### Text passage:

======

Photodetectors are devices capable of sensing electromagnetic energy, typically light, which contains photon particles that are a type of electromagnetic energy. Although there are many types, the most common are mechanical, biological, chemical. Photodetectors can also be used as thermometers — to measure radiation, to generate voltage, to amplify an existing current, and to record images. Plants even use a form of photodetection to guide their growth, as their cells react to the light and grow towards it. Whether natural or artificial, all photodetectors share a common principle: a reaction triggered by the presence of light.
An example of a mechanical sensor of this sort would be a laser security system that detects the presence of laser light, and its interruption, to determine intrusions and trigger an alarm. The most commonly known biological sensor is the eye, which detects and reacts to light to interpret optical signals, which it then sends to the brain as an image. Photographic film is one of the simplest forms of chemical sensors — it uses light to imprint an image onto its surface. Photographers develop their film in darkrooms to avoid ruining it, should the film have a chemical reaction to the light.

======

### Material supplied:
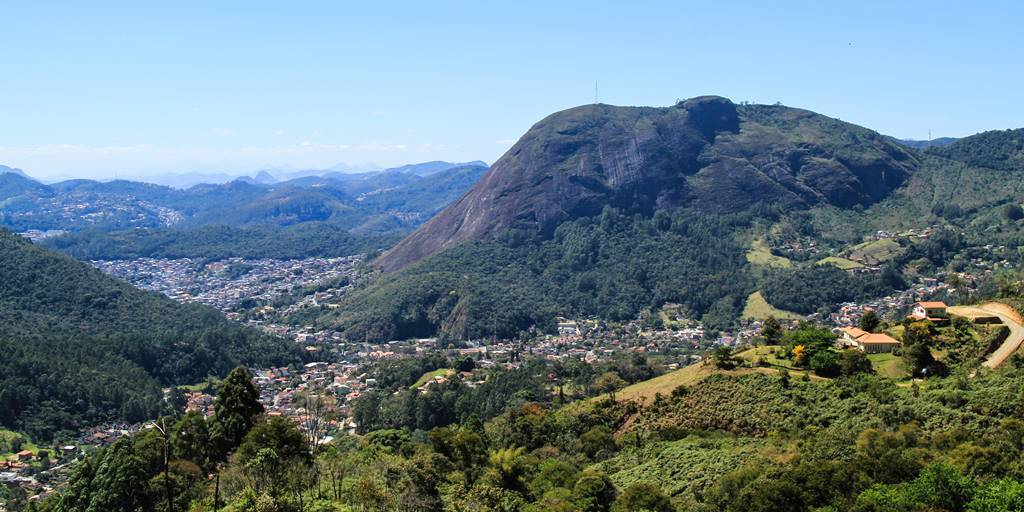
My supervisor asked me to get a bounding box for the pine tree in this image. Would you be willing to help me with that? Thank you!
[211,367,263,459]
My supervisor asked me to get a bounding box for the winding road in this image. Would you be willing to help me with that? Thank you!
[948,302,1024,368]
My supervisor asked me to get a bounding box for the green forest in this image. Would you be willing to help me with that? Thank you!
[45,222,399,260]
[29,328,1024,512]
[0,231,301,439]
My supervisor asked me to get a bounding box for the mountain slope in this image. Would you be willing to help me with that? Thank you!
[0,172,52,201]
[0,230,299,438]
[322,98,1024,339]
[378,96,918,271]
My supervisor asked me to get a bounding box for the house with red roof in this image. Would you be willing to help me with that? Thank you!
[839,327,901,353]
[909,301,949,324]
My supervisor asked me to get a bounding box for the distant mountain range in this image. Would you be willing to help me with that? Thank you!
[109,161,486,188]
[0,162,486,232]
[888,137,959,150]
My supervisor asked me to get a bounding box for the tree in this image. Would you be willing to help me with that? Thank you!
[611,482,676,512]
[860,309,882,333]
[1002,203,1024,220]
[761,315,782,345]
[211,367,263,459]
[239,416,312,464]
[580,425,615,459]
[572,471,618,512]
[594,372,626,402]
[808,348,840,377]
[903,322,936,377]
[297,392,331,454]
[171,411,213,468]
[967,478,1024,512]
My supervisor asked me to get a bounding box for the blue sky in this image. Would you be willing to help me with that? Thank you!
[0,0,1024,178]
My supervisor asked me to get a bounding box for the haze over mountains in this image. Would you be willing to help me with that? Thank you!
[0,162,486,237]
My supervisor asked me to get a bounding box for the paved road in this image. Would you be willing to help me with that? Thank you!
[949,302,1024,368]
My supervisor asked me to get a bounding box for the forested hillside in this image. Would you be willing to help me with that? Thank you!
[322,100,1024,339]
[43,222,399,260]
[0,230,300,438]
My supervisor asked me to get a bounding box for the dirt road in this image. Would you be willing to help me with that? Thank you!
[949,302,1024,368]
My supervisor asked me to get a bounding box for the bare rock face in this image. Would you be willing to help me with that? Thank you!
[377,96,916,271]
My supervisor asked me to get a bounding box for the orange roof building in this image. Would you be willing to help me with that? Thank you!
[839,327,901,353]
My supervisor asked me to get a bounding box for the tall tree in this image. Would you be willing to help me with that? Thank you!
[211,367,263,459]
[761,315,782,345]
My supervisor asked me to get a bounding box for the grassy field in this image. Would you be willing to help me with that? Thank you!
[0,428,39,461]
[615,364,716,402]
[742,292,804,319]
[847,239,903,265]
[736,345,825,380]
[746,240,793,268]
[614,346,825,403]
[867,353,909,380]
[817,256,864,270]
[412,368,455,389]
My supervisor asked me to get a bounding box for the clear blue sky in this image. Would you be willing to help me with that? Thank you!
[0,0,1024,178]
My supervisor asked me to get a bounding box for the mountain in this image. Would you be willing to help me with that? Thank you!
[887,137,957,150]
[0,162,485,247]
[253,171,278,185]
[929,128,1024,170]
[319,97,1024,340]
[0,165,29,178]
[378,96,918,271]
[0,229,300,439]
[384,160,487,177]
[0,168,52,201]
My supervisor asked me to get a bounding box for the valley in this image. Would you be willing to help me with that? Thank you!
[6,97,1024,511]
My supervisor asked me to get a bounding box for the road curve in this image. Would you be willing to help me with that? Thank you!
[949,302,1024,368]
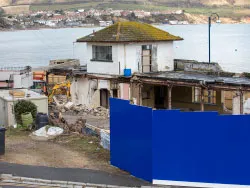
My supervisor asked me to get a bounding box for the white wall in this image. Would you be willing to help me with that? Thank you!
[87,43,119,75]
[87,41,174,75]
[157,41,174,71]
[70,78,113,108]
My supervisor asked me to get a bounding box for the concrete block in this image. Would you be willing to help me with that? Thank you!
[67,181,86,186]
[12,176,21,181]
[21,177,36,182]
[106,185,118,188]
[36,179,51,184]
[51,180,68,185]
[0,174,13,179]
[87,183,103,187]
[20,181,48,186]
[1,179,17,183]
[74,185,83,188]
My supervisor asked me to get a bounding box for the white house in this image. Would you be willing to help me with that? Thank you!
[71,22,183,107]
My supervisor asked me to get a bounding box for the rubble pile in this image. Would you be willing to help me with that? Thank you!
[49,112,86,133]
[51,96,109,118]
[71,105,109,118]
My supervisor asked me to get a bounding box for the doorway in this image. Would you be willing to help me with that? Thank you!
[100,89,109,108]
[154,86,166,109]
[142,45,152,73]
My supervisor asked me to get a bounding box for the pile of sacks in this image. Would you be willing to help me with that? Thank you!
[59,102,109,118]
[49,112,86,133]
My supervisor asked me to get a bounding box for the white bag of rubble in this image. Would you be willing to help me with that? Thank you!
[64,102,74,110]
[32,126,48,137]
[243,98,250,114]
[47,127,63,136]
[32,126,63,138]
[100,130,110,150]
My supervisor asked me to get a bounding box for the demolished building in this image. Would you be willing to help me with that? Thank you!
[71,22,250,114]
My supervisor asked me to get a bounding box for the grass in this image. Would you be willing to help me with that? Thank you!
[185,7,250,18]
[30,1,250,18]
[6,128,110,163]
[53,134,110,163]
[5,127,30,137]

======

### Actions to take:
1 – Summarize the photodetector passage in two sentences.
2 – Answer these questions from the photodetector passage, one line each:
(a) How do plants use a form of photodetection?
(b) What does a laser security system detect in order to determine intrusions?
(c) Where do photographers develop their film?
3 – Carry on the photodetector passage from its last sentence.

### Answers provided:
1 – Photodetectors sense electromagnetic energy such as light, the most common types are mechanical, biological, and chemical, and all of them work through a reaction triggered by light. Examples include a laser security system that detects laser light and its interruption, the eye that sends optical signals to the brain as an image, and photographic film that uses light to imprint an image.

2 –
(a) They use it to guide their growth, since their cells react to light and grow toward it.
(b) It detects the presence of laser light and its interruption.
(c) They develop it in darkrooms.

3 –
With a wide range of uses, photodetectors appear everywhere from particle-detecting telescopes to the Large Hadron Collider to UV-sensitive sunglasses. The majority of photodetectors are calibrated to detect light and radiation on a very specific spectrum, ranging from ultra-violet to infrared. Infrared devices, such as heat sensors and television remote controls, use light on the infrared spectrum to transmit a signal, which is captured and interpreted by a detector. When a button is pressed on a television remote control, the remote control emits an infrared signal on a wavelength invisible to the human eye. The television intercepts and interprets the signal as a command to turn the volume down, change the channel, or turn power on or off.
Depending on their purpose, photodetectors can have a variety of other functions. For example, semiconductors and semiconducting circuits use photodetectors to conduct an electrical current by changing light into electricity. When the semiconductor is exposed to light in its target spectrum, the semiconductor material absorbs photons that act on electrons to separate electron-hole pairs and create electrons in an excited state. This outcome allows the electrons to travel freely as a conductive medium, which creates a photocurrent. This conductive action makes semiconductors a key base component of virtually all modern electronics.